TEXT PROVIDED:
════
Side Effects

What are Suboxone (buprenorphine and naloxone) side effects?

Common side effects of Suboxone may include the following. Tell your doctor if they are severe or do not improve with time.




    Difficulty with falling asleep or staying asleep

●     Tongue pain

●     Mouth redness or numbness 

●     Blurred vision

●     Back pain

Some side effects of Suboxone are more serious. You should contact your doctor without delay if you notice the following symptoms during Suboxone treatment:

    Hives, rash, itchy skin

    Difficulty breathing or swallowing, slowed breathing

    Swelling of the face, tongue, throat, lips, hands, feet, or lower legs

    Hallucinations, agitation, confusion

    Fever, sweating, shivering, fast heartbeat, muscle twitches

    Nausea, vomiting, diarrhea, upset stomach, loss of appetite

    Weakness, extreme tiredness, dizziness

●     Irregular menstruation

●     Erection problems 

●     Pain in the right upper abdomen, yellowing of the skin or eyes, dark urine, light stools

The above list may not include all the potential side effects of Suboxone. Call your doctor if you have severe side effects or the side effects do not go away. You can also report unusual Suboxone side effects to the Food and Drug Administration (FDA) at 1-800-FDA-1088.
════
TASKS TO PERFORM:
A. According to the Suboxone side effects page, what phone number can you use to report unusual side effects to the FDA?
B. Rewrite the paragraph of the Suboxone side effects page that begins "The above list may not include" in fewer words.
You won't need the data that comes next.
════
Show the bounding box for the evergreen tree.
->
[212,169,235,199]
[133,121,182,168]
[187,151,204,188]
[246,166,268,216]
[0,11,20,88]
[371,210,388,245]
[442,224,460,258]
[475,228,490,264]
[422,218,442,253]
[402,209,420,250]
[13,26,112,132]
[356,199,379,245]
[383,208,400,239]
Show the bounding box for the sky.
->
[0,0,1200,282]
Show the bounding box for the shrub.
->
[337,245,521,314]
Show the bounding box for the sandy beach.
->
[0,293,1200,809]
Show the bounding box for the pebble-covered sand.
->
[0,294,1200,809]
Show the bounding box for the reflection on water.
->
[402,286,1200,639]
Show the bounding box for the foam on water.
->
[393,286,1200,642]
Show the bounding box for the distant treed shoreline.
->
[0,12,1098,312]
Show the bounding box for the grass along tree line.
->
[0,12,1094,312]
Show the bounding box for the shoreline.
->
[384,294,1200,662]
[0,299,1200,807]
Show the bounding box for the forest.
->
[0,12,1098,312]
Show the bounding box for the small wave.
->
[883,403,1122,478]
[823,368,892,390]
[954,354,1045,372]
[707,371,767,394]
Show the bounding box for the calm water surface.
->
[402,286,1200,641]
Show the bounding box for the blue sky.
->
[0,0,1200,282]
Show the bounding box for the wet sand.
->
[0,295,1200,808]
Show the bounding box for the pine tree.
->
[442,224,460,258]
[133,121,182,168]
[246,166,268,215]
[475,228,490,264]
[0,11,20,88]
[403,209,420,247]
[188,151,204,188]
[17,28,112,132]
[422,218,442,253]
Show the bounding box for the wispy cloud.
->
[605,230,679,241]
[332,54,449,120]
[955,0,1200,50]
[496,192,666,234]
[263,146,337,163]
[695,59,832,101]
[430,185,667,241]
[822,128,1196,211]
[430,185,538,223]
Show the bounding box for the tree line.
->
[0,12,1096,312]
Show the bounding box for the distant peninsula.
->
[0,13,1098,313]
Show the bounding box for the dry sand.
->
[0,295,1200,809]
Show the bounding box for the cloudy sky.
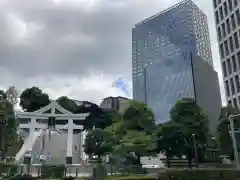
════
RESULTS IN ORDER:
A. 1-800-FDA-1088

B. The list may not cover every possible Suboxone side effect. Call your doctor about side effects that are severe or don't go away, and report unusual ones to the FDA at 1-800-FDA-1088.